╔══

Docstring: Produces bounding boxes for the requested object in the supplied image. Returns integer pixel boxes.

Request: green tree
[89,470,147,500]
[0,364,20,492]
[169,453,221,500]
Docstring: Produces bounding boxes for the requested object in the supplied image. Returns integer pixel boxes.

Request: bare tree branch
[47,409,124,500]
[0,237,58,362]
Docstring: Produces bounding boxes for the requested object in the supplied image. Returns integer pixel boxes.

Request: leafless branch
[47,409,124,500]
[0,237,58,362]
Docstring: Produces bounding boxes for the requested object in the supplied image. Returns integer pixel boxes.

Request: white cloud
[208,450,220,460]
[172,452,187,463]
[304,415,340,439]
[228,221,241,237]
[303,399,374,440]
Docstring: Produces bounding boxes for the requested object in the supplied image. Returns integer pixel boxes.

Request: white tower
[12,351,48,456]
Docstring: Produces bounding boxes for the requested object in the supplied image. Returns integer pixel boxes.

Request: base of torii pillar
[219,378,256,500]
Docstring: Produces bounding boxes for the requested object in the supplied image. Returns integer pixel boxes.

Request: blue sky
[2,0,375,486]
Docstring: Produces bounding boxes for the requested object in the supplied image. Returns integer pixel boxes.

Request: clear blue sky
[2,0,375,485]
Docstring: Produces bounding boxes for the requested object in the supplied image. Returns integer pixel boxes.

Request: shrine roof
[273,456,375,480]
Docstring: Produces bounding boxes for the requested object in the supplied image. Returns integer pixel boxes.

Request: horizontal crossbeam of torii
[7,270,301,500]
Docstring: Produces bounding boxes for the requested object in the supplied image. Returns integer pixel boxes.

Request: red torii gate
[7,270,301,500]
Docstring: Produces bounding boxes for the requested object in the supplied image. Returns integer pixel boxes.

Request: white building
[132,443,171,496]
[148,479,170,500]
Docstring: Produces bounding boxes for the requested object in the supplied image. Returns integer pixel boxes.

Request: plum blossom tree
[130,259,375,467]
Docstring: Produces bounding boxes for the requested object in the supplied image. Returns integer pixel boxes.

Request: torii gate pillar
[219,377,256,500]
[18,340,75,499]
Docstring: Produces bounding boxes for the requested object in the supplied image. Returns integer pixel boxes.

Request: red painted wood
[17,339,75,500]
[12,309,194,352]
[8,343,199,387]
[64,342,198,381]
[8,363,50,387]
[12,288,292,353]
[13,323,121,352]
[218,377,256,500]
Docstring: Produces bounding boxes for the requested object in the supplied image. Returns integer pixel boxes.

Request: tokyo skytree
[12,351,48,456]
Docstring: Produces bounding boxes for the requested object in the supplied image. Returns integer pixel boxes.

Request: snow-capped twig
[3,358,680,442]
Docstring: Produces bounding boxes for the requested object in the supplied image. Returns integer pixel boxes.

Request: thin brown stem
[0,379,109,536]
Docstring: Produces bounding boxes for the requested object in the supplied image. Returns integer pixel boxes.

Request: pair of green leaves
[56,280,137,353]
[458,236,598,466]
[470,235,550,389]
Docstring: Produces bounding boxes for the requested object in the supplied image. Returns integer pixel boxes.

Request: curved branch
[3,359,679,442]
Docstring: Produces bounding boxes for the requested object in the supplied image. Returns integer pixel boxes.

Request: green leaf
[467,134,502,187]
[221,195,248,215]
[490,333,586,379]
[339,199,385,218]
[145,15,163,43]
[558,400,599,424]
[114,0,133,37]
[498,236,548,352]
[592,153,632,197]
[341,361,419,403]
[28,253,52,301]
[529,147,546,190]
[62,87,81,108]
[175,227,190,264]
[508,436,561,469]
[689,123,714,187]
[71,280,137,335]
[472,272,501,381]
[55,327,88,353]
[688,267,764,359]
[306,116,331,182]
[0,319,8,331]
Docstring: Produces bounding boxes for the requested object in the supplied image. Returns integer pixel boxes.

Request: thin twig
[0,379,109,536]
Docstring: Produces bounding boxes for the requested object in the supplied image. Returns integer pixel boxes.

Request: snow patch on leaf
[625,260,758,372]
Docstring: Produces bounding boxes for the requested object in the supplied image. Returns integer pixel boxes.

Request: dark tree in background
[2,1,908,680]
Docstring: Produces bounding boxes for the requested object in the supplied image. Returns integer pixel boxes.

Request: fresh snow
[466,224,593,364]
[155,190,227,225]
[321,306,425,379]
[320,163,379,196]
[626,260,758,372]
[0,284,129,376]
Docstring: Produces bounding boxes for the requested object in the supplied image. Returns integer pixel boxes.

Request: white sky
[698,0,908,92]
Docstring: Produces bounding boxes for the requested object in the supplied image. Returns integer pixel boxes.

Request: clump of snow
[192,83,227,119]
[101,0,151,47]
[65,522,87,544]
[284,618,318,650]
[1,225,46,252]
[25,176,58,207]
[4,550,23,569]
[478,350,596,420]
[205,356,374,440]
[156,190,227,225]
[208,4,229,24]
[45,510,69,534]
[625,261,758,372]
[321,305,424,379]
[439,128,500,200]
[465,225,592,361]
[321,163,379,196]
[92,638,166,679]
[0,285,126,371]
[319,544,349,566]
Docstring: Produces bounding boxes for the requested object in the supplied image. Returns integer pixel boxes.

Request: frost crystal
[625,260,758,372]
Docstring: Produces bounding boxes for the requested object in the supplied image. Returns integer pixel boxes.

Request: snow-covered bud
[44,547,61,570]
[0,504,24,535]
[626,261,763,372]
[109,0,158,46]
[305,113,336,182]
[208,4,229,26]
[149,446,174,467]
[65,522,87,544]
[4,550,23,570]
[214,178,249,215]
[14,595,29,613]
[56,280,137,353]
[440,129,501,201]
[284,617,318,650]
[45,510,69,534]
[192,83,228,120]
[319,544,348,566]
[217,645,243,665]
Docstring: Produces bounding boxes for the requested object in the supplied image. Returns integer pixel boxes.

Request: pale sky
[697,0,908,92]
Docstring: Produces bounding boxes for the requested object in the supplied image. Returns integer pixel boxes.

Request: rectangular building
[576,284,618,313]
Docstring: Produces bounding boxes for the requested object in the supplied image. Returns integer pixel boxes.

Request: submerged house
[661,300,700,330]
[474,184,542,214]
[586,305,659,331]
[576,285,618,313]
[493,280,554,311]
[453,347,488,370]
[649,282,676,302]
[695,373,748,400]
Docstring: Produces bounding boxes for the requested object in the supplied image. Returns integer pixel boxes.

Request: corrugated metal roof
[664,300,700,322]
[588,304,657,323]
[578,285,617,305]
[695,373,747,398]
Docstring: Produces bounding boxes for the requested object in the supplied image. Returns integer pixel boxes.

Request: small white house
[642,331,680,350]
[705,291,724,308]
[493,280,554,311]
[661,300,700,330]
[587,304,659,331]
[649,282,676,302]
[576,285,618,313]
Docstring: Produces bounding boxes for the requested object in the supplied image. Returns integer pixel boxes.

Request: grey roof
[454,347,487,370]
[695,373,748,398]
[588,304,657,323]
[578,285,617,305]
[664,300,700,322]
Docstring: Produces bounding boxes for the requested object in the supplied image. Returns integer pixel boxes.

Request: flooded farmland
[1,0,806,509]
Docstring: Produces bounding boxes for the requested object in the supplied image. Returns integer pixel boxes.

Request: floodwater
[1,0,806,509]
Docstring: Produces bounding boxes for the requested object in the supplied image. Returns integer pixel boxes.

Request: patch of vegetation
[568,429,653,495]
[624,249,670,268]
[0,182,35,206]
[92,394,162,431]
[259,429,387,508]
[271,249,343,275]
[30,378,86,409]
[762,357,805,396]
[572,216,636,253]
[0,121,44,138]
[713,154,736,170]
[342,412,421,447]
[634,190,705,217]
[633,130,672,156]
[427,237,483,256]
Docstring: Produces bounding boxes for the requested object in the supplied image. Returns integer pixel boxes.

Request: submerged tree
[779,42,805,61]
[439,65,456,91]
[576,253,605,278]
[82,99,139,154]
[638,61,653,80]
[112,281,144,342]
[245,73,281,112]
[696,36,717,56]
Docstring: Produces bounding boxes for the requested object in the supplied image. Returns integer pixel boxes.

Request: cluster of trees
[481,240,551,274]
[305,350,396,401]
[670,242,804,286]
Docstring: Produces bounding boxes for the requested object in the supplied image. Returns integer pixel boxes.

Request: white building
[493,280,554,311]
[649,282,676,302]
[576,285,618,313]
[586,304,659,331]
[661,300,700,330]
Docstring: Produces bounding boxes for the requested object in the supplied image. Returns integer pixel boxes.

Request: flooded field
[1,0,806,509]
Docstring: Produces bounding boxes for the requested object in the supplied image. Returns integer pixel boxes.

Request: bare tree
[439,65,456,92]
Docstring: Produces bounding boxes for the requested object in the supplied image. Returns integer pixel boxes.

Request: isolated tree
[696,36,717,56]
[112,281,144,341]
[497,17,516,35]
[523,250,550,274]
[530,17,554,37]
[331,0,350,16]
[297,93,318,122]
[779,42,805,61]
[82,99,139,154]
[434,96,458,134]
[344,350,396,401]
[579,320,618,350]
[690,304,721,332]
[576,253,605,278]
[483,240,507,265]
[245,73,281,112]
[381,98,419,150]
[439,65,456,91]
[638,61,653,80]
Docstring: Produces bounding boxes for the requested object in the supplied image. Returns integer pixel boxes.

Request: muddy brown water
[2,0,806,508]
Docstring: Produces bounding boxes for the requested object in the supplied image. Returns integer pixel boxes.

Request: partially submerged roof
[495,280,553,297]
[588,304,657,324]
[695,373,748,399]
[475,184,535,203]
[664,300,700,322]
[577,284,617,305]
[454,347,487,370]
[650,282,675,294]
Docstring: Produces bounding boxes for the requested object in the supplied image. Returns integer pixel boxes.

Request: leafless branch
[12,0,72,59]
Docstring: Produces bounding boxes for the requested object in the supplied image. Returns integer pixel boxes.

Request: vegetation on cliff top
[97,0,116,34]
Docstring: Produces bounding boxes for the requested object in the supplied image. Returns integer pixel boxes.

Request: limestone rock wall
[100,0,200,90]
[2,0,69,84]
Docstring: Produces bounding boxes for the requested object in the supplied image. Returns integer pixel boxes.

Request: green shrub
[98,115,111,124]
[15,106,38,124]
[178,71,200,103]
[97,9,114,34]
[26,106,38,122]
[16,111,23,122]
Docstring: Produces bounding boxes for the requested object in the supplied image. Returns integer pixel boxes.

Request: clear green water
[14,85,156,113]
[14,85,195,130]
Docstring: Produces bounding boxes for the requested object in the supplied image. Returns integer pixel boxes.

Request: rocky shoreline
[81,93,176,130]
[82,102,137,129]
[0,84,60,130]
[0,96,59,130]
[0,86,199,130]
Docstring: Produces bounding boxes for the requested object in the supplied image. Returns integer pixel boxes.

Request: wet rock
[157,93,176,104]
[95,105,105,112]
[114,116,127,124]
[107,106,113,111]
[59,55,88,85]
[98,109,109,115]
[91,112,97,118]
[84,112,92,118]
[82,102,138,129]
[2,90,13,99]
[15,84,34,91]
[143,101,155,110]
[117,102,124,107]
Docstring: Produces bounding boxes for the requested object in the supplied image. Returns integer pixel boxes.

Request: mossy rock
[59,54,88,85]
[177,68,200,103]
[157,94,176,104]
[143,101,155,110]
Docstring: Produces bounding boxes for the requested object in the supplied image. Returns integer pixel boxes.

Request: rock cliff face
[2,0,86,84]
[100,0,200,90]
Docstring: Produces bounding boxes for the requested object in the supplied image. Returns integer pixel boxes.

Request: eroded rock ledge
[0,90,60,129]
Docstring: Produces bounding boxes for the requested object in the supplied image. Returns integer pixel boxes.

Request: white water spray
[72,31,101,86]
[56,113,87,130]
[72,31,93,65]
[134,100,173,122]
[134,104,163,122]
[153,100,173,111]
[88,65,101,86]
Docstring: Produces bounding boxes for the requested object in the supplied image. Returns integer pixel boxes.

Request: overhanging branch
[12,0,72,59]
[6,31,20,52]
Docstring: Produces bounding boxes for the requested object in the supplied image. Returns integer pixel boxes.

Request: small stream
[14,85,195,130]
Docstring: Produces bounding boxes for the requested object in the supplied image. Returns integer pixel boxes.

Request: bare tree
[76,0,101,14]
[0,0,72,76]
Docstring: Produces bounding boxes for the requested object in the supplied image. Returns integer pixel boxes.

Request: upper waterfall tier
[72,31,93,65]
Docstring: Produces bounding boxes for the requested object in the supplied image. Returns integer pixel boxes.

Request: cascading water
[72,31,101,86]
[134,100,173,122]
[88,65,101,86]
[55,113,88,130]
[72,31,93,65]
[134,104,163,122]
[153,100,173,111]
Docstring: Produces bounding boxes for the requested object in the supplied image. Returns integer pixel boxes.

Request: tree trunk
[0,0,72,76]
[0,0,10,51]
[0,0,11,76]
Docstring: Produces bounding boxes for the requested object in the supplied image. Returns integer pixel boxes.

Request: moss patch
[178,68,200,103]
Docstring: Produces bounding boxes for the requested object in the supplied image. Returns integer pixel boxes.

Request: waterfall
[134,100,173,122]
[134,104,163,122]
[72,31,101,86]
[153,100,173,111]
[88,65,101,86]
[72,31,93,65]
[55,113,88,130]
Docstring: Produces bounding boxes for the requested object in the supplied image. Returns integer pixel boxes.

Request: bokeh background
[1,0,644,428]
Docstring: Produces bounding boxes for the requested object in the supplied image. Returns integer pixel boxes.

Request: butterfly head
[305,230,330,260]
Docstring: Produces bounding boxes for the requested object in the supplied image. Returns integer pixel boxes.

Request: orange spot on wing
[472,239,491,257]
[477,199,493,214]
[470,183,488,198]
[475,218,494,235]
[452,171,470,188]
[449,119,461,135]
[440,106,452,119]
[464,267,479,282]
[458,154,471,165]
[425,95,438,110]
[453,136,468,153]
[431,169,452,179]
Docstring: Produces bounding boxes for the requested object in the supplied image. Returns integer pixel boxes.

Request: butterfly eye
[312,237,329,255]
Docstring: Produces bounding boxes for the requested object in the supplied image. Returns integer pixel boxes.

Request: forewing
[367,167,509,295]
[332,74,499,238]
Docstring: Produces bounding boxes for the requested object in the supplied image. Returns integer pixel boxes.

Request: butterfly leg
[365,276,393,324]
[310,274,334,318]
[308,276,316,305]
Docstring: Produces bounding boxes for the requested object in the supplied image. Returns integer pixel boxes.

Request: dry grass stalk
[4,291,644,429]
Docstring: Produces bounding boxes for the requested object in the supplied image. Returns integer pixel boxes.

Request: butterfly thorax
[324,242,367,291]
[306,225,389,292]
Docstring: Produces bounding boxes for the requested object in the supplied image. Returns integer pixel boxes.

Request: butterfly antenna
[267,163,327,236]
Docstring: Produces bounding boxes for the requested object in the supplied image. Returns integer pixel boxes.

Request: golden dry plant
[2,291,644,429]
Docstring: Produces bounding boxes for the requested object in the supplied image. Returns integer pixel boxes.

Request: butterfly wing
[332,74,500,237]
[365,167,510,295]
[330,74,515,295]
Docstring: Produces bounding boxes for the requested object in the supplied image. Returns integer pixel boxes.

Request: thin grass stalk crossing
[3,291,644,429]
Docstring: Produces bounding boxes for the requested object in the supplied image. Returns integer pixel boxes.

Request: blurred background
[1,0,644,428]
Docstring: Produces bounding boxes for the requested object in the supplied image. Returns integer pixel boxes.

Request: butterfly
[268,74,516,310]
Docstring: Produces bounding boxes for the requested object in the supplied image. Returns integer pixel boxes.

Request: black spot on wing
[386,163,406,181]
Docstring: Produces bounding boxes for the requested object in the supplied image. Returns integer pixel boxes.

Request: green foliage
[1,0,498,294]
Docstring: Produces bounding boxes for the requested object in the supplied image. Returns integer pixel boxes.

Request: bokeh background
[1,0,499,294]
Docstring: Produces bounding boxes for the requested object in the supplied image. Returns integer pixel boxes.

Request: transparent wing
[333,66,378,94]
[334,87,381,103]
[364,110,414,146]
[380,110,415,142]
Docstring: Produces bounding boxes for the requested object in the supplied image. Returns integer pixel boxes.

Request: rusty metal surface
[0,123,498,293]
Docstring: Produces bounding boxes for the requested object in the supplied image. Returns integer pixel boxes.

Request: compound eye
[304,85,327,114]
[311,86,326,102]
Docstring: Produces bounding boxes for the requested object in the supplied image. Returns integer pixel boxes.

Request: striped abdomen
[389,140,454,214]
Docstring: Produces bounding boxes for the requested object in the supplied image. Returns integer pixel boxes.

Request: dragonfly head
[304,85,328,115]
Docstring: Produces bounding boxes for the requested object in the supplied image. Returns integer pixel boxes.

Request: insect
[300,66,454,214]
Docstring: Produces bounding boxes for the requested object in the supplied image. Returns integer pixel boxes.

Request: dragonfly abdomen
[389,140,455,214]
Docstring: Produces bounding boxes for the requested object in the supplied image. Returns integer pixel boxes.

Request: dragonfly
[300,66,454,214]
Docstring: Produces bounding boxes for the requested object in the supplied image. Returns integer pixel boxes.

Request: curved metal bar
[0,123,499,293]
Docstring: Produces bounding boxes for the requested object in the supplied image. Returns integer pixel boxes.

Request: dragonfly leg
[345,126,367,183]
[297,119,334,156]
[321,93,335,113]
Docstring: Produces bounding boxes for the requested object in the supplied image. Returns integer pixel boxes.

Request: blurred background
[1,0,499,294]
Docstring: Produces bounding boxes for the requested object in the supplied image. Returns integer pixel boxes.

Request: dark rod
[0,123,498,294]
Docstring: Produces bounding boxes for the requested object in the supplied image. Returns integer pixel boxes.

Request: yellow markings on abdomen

╚══

- _Exercise details_: Print exactly, and only, the lines running from the one that contains "Request: insect" to the last line of the records above.

- _The answer_:
Request: insect
[300,66,454,214]
Docstring: Produces bounding boxes for the requested object in the supplied image. Returns integer pixel boxes.

Request: dragonfly abdomen
[389,140,455,214]
Docstring: Produces bounding boxes for the requested object in the supplied image. Returns integer pixel boxes.

Request: dragonfly
[300,66,454,214]
Docstring: Produces bounding boxes for the requested object in the supplied image. Returns integer pixel boxes.

Request: curved metal bar
[0,123,499,293]
Docstring: Produces bounding boxes for the requested object in the supplied image. Returns integer pixel boxes.

Request: dragonfly leg
[345,126,367,183]
[297,119,334,156]
[321,93,335,113]
Docstring: Produces bounding boxes for the requested object in the supplied image. Returns integer pixel boxes.

Request: blurred background
[1,0,499,294]
Docstring: Produces bounding boxes for the requested object in the supplied image. Returns integer pixel boxes.

Request: dark rod
[0,123,498,294]
Docstring: Produces bounding boxes for the requested object in the supplied image. Returns integer pixel boxes.

Request: yellow markings on abdomen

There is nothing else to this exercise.